**** Material supplied ****
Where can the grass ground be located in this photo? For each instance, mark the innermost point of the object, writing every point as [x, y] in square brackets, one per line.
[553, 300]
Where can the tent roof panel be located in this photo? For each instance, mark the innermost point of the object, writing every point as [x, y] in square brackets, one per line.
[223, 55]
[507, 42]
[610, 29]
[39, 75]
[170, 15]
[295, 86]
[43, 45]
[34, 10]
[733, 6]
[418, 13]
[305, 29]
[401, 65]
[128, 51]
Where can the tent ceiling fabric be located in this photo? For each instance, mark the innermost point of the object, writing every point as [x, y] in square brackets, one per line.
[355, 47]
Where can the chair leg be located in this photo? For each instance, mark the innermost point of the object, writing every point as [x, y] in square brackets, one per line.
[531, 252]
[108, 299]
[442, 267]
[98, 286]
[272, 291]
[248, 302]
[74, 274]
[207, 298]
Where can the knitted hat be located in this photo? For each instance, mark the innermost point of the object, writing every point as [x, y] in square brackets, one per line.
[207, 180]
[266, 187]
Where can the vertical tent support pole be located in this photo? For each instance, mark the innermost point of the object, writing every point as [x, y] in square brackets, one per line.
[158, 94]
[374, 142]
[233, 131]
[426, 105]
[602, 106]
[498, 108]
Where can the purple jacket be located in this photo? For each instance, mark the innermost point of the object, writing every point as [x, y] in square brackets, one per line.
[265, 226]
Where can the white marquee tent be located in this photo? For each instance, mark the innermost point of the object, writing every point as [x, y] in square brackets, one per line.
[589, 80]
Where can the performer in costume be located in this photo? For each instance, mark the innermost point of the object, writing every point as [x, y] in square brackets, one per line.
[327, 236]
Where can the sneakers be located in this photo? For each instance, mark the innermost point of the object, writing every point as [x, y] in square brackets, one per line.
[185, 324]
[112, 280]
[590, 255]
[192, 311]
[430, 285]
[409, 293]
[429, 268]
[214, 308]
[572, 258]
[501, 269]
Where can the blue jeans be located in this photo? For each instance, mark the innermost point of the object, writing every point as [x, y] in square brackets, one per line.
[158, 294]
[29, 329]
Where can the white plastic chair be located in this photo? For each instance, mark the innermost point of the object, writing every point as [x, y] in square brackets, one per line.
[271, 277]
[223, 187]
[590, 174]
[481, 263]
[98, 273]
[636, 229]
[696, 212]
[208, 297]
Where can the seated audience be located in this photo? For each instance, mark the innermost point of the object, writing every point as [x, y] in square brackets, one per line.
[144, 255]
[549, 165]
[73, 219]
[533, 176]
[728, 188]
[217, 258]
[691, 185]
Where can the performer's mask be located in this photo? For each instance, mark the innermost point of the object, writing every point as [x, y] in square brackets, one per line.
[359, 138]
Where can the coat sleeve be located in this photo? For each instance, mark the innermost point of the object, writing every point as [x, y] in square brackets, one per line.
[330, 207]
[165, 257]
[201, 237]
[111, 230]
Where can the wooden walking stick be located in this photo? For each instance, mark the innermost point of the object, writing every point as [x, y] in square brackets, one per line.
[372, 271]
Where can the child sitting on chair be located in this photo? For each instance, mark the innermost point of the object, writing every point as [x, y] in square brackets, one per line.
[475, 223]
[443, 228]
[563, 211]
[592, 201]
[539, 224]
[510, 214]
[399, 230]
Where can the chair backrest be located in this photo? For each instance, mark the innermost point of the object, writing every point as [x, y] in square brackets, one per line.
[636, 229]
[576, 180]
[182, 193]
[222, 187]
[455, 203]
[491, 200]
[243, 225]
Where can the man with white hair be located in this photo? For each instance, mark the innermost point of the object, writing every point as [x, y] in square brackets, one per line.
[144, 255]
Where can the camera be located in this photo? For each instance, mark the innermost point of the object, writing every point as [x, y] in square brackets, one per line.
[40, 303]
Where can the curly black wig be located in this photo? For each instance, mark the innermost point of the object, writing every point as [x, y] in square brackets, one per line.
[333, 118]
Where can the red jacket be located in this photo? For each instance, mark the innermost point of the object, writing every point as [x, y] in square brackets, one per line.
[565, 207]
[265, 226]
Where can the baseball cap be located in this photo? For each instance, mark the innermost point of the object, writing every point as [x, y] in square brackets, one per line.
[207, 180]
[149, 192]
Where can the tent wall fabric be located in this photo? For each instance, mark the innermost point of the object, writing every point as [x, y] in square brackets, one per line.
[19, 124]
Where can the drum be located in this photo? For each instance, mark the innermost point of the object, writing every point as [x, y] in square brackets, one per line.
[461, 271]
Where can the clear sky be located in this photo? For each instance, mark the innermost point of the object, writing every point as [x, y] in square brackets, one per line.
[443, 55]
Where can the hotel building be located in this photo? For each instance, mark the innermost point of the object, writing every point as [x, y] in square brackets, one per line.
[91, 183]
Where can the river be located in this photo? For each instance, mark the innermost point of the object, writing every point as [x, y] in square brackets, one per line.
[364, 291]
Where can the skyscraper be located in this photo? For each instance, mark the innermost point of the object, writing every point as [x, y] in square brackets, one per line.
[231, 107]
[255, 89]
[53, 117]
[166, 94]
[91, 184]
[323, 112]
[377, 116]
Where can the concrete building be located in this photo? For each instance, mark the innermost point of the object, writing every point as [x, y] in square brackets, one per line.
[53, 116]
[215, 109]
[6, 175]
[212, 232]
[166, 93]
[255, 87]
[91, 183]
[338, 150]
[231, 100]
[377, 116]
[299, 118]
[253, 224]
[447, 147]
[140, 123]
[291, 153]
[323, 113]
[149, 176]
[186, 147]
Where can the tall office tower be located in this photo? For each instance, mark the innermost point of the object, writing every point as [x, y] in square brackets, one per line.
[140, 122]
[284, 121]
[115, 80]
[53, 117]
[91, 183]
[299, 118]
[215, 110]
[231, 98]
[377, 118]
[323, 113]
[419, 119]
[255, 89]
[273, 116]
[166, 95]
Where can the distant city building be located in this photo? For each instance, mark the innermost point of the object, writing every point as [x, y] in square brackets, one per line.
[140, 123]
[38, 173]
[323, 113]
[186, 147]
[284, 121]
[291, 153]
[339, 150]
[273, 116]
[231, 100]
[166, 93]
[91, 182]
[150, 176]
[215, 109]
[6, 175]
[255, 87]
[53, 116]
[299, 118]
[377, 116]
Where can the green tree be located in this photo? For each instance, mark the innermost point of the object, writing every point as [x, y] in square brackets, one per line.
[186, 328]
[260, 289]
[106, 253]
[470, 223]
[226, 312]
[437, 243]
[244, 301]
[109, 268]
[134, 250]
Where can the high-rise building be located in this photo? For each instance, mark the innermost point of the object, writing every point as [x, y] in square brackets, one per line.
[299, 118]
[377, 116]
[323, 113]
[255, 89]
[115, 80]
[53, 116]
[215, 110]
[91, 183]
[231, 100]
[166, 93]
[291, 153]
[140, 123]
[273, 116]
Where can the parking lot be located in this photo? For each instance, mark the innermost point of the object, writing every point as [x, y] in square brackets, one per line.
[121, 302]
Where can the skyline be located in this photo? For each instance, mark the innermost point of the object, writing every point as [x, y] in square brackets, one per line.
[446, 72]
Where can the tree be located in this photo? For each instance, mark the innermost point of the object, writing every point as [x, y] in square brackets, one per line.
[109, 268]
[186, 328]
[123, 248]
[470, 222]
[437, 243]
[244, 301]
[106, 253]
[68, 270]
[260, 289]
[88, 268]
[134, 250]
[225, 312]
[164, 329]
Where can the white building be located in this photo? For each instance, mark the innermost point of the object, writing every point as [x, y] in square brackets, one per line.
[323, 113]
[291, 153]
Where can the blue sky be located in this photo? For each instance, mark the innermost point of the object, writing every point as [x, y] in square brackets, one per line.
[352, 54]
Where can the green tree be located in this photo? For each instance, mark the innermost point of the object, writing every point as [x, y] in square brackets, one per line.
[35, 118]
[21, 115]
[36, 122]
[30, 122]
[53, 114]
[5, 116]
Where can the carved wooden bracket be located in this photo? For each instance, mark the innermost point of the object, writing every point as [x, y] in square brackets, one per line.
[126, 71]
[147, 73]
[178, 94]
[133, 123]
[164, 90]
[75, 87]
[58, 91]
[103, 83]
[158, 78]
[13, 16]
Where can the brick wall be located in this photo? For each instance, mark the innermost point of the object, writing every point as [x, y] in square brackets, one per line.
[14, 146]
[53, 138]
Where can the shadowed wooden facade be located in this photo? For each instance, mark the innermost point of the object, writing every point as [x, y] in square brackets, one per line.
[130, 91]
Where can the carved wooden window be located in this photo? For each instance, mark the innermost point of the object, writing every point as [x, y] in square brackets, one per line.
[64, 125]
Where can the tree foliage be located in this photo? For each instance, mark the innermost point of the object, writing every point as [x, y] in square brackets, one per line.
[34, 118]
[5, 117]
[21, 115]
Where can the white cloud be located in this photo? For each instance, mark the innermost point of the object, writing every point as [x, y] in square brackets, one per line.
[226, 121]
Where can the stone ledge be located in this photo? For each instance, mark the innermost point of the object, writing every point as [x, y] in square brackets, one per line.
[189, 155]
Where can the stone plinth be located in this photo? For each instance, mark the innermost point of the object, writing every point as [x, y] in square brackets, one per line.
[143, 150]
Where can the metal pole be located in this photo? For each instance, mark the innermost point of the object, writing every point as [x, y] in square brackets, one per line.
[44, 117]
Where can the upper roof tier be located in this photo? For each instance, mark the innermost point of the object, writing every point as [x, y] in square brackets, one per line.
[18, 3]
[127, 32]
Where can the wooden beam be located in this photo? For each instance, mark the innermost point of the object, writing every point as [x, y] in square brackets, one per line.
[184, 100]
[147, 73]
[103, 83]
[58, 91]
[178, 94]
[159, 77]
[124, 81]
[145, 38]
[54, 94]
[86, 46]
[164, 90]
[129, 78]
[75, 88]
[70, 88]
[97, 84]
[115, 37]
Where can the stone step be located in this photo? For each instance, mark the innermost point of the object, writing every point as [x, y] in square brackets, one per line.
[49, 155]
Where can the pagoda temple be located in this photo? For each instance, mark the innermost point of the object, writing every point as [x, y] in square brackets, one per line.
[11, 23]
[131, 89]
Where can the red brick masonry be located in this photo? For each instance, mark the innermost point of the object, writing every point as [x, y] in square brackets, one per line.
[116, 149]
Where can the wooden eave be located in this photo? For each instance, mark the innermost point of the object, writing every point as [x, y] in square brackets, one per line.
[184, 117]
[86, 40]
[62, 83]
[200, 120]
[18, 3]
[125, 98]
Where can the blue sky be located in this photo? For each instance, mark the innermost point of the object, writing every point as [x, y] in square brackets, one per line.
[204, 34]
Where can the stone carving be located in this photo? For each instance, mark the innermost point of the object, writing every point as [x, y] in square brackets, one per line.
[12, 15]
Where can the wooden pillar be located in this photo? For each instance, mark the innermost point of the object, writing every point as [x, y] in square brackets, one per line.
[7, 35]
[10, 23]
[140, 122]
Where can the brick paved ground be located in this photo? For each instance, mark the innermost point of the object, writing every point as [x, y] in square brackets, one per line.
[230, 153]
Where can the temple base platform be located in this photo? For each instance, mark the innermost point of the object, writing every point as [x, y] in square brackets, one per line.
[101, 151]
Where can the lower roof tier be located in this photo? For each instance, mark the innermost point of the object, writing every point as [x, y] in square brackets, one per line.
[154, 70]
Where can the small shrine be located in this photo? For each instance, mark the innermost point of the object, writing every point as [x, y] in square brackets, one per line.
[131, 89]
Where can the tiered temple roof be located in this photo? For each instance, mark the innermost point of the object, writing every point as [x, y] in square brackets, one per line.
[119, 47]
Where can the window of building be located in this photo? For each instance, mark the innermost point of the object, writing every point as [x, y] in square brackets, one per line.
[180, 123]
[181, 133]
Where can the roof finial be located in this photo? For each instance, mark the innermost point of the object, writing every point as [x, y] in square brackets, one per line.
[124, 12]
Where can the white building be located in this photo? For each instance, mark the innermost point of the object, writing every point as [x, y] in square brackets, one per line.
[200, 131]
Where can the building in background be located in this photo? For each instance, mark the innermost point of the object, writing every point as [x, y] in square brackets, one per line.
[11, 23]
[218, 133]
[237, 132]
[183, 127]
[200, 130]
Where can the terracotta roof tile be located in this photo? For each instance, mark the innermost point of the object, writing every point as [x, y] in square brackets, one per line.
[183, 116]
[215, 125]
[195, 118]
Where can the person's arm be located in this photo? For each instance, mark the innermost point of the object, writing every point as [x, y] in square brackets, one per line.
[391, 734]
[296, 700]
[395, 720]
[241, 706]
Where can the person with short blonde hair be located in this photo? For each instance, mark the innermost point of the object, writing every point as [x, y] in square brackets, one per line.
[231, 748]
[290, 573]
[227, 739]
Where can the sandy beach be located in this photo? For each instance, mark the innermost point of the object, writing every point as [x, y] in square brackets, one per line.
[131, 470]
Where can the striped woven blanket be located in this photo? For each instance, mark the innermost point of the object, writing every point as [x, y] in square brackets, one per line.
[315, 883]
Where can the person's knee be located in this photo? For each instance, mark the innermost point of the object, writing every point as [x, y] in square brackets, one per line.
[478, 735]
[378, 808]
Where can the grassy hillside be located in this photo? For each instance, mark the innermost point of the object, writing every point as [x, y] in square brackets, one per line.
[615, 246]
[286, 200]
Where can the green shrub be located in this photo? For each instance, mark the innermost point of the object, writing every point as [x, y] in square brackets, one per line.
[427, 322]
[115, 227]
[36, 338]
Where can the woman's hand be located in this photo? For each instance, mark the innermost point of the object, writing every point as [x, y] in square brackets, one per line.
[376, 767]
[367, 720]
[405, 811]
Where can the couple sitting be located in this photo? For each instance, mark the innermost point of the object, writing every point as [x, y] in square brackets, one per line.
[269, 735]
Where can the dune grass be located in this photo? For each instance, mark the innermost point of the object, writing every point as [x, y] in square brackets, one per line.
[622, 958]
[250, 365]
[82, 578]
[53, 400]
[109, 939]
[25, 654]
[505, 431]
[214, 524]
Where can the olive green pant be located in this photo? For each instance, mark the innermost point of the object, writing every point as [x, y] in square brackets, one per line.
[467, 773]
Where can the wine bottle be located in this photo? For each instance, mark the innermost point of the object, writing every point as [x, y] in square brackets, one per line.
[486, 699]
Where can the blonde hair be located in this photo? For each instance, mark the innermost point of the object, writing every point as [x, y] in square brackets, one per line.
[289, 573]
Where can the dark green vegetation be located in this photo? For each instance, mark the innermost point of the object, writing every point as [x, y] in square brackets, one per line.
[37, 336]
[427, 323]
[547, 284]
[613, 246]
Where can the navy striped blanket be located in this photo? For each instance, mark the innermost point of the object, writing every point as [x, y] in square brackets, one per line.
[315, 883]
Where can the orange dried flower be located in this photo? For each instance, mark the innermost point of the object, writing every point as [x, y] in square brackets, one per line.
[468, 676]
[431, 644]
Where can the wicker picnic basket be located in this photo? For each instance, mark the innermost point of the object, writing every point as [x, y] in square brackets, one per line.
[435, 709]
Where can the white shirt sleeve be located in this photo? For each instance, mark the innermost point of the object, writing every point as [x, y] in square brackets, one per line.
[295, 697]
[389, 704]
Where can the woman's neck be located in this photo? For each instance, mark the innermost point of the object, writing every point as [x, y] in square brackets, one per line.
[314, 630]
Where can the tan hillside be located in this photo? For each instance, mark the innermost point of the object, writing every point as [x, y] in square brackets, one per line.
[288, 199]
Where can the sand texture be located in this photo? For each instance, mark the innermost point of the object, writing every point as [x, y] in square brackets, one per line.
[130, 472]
****
= What the task requires =
Leave out every line before the one containing "Where can the woman's neck"; set down that line and all remaining lines of the material exactly.

= Expected output =
Where can the woman's neck be located in this photo? For each instance, mark the innermost point of the object, writing every point as [x, y] in square brackets, one per line.
[314, 630]
Where can the tan hillside be located in this photo? For each instance, mark the innermost point of the object, writing every point as [x, y] in square brackets, one per line.
[288, 199]
Where can the sand texture be located in this photo? For each instance, mark the innermost point of the object, writing every point as [x, y] in square brackets, one per line.
[130, 472]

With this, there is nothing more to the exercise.